## What is needed
State, as a bare number, how many lines below contain "seated".

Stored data

•••••

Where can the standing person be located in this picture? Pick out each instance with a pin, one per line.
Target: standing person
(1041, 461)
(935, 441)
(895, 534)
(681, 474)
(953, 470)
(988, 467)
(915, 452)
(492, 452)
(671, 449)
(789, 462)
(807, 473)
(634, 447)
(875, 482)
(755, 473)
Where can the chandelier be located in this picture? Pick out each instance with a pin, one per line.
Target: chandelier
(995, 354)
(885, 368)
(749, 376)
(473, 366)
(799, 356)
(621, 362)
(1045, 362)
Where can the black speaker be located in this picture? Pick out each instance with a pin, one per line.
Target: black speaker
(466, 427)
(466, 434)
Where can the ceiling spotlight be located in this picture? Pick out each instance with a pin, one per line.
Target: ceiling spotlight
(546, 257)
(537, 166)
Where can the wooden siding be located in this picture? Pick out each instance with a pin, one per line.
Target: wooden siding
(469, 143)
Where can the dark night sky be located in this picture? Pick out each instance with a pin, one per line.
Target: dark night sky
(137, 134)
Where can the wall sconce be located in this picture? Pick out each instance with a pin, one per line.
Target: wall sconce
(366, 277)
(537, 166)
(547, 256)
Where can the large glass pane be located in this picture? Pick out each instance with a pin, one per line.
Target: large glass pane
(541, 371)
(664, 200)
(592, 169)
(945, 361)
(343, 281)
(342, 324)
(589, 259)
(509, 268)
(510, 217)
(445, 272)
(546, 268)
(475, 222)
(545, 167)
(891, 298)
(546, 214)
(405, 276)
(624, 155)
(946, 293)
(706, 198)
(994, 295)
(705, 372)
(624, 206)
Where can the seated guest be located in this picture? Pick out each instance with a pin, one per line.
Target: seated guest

•••••

## Exercise result
2